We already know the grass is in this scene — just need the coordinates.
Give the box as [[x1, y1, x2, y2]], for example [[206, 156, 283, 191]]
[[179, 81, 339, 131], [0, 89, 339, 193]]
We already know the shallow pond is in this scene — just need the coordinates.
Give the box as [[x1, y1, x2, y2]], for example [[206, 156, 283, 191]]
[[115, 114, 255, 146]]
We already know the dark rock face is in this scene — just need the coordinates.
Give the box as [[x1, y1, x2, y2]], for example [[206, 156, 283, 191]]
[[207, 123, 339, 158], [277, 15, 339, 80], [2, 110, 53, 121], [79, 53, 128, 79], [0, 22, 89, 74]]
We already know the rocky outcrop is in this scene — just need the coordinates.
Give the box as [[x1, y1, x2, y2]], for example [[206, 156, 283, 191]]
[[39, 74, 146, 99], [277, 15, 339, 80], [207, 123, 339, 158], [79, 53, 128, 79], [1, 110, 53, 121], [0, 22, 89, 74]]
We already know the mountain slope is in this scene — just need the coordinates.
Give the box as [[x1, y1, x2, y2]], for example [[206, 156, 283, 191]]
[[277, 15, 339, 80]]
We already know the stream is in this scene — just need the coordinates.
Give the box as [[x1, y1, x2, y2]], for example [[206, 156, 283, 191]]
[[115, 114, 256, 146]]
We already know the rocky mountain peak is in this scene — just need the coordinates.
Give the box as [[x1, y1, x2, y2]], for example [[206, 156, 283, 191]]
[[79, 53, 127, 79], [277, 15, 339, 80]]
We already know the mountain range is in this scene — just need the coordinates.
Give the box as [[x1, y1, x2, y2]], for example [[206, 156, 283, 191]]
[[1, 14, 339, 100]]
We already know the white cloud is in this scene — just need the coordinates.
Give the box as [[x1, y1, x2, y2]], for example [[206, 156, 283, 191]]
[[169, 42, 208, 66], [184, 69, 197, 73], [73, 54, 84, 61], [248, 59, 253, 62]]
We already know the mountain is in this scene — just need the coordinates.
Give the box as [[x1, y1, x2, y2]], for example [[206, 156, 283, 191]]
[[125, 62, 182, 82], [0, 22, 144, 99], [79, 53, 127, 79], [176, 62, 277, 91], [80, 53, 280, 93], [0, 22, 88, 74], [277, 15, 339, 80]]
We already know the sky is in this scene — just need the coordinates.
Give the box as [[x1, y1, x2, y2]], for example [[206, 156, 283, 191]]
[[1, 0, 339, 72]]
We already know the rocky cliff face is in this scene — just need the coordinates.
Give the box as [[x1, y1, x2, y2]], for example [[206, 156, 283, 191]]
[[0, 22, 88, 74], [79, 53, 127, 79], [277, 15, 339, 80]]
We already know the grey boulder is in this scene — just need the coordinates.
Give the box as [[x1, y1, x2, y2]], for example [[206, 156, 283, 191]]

■ **Work required**: Copy each line of the records verbatim.

■ **Result**:
We already know the grass is in this scene — just need the coordinates.
Give the box as [[x1, y1, x2, y2]], for example [[206, 156, 283, 191]]
[[179, 81, 339, 131], [0, 89, 339, 193]]
We already know the shallow pond is in this scene — just need the coordinates.
Give the box as [[x1, y1, x2, y2]], for example [[206, 156, 283, 191]]
[[115, 114, 255, 146]]
We already know the dark rock face is in this scene — just need the coordinates.
Give the box as [[x1, y1, x2, y2]], for example [[206, 156, 283, 191]]
[[207, 123, 339, 158], [277, 15, 339, 80], [2, 110, 53, 121], [79, 53, 128, 79], [0, 22, 89, 74]]
We already know the rocky outcrop is in this scene — just need the coordinates.
Give the box as [[x1, y1, x2, y2]], for example [[206, 156, 283, 191]]
[[39, 74, 146, 99], [277, 15, 339, 80], [207, 123, 339, 158], [79, 53, 128, 79], [1, 110, 53, 121], [0, 22, 89, 74]]
We already know the mountain slope is in this scene — just need the coordinates.
Give the box as [[x1, y1, x2, y2]], for example [[206, 156, 283, 191]]
[[277, 15, 339, 80]]
We already know the stream is in this scene — just need the coordinates.
Give the box as [[x1, y1, x2, y2]], for example [[206, 156, 283, 191]]
[[115, 114, 256, 146]]
We already know the rocky mountain peak is in this scene — just need the coordinates.
Give the box as [[x1, y1, x2, y2]], for example [[206, 156, 283, 191]]
[[79, 53, 127, 79], [277, 15, 339, 80]]
We already know the mountain range is in this scene — just need the coordinates.
Give the box as [[x1, y1, x2, y2]], for example [[206, 156, 283, 191]]
[[1, 14, 339, 100]]
We already know the white cloud is in this scene — just need the coordinates.
Give the box as [[x1, y1, x2, y2]], for example [[206, 156, 283, 191]]
[[169, 42, 208, 66], [184, 69, 197, 73], [73, 54, 84, 61], [248, 59, 253, 62]]
We already know the mountain is in this scene — just need the coordinates.
Give the box as [[x1, y1, x2, y2]], for example [[206, 156, 283, 191]]
[[125, 62, 182, 82], [0, 22, 144, 99], [79, 53, 127, 79], [176, 62, 277, 91], [80, 53, 280, 93], [0, 22, 88, 74], [277, 15, 339, 80]]
We already know the sky is in this scene — just need the coordinates.
Give the box as [[x1, y1, x2, y2]], for example [[206, 156, 283, 191]]
[[1, 0, 339, 72]]
We already know the rocky cliff face is in this scene — just need the coordinates.
Give the box as [[x1, y1, x2, y2]], for example [[206, 156, 283, 191]]
[[0, 22, 88, 74], [79, 53, 127, 79], [277, 15, 339, 80]]
We already know the grey boulder is in this scene — just need the coordinates.
Give the box as [[x1, y1, x2, y2]], for example [[206, 156, 283, 191]]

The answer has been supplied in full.